__What is expected__. The whole of the data, every line, should come back exactly the same.

START Information supplied

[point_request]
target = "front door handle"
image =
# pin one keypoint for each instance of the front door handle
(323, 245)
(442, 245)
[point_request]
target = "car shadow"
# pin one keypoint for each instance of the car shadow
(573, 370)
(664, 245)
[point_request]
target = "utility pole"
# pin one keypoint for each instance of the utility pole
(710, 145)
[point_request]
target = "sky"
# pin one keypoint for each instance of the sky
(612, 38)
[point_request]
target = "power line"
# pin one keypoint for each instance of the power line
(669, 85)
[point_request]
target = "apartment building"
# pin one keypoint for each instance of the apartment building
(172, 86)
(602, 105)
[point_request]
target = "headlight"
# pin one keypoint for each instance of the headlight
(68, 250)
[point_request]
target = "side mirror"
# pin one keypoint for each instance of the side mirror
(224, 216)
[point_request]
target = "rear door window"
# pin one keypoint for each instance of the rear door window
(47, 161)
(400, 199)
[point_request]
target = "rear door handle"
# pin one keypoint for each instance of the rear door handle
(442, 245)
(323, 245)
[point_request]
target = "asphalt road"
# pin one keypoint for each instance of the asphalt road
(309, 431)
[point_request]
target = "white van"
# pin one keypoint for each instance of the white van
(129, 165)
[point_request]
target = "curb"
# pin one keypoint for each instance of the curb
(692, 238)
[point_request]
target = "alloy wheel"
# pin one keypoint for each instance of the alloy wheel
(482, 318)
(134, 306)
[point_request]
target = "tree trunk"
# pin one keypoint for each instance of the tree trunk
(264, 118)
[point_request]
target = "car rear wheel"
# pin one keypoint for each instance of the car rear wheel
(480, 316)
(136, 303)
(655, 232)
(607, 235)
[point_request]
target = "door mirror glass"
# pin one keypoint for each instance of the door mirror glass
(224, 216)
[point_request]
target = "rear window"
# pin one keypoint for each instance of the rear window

END Information supplied

__Problem solution__.
[point_request]
target = "front door handle"
image =
# pin one keypoint for each instance of the front door handle
(323, 245)
(442, 245)
[point_request]
target = "car shadow"
# pin one keypoint for each instance of the car shadow
(573, 370)
(664, 245)
[point_request]
target = "utility pole"
# pin one keypoint for each instance of the utility pole
(710, 145)
[point_request]
target = "sky"
# pin one keypoint for each instance of the sky
(612, 38)
[point_request]
target = "power line"
# pin one keypoint for each instance of the power line
(669, 85)
[point_request]
target = "apartment building"
# pin one keypoint for each instance of the apartment building
(172, 86)
(602, 105)
[point_request]
target = "headlight"
# pin one keypoint for each instance of the headlight
(68, 250)
[point_request]
target = "side mirror"
# pin one keypoint for each instance of the side mirror
(224, 216)
[point_request]
target = "rear door window"
# pin one keypoint for each instance of the rear door window
(47, 161)
(400, 199)
[point_request]
target = "rear door handle"
# pin one keypoint for each instance of the rear door handle
(442, 245)
(323, 245)
[point_request]
target = "asphalt road"
# pin one keypoint for each instance of the asphalt road
(309, 431)
[point_request]
target = "white van"
# pin one keypoint for each instance of the white van
(129, 165)
[point_request]
target = "curb"
# pin one keypoint for each instance of the curb
(692, 238)
[point_request]
target = "alloy wheel"
# pin one keypoint for each instance of the alloy wheel
(482, 318)
(134, 306)
[point_request]
target = "tree trunk"
# pin one keypoint for each instance of the tree trunk
(264, 118)
[point_request]
target = "car rear wheel"
# pin one keypoint for each instance of the car rear wheel
(480, 316)
(136, 303)
(655, 232)
(607, 235)
[point_request]
target = "door mirror glass"
# pin one keypoint for each instance of the door mirror glass
(224, 216)
[point_request]
target = "rear window"
# pin one keypoint for each instance of the rear window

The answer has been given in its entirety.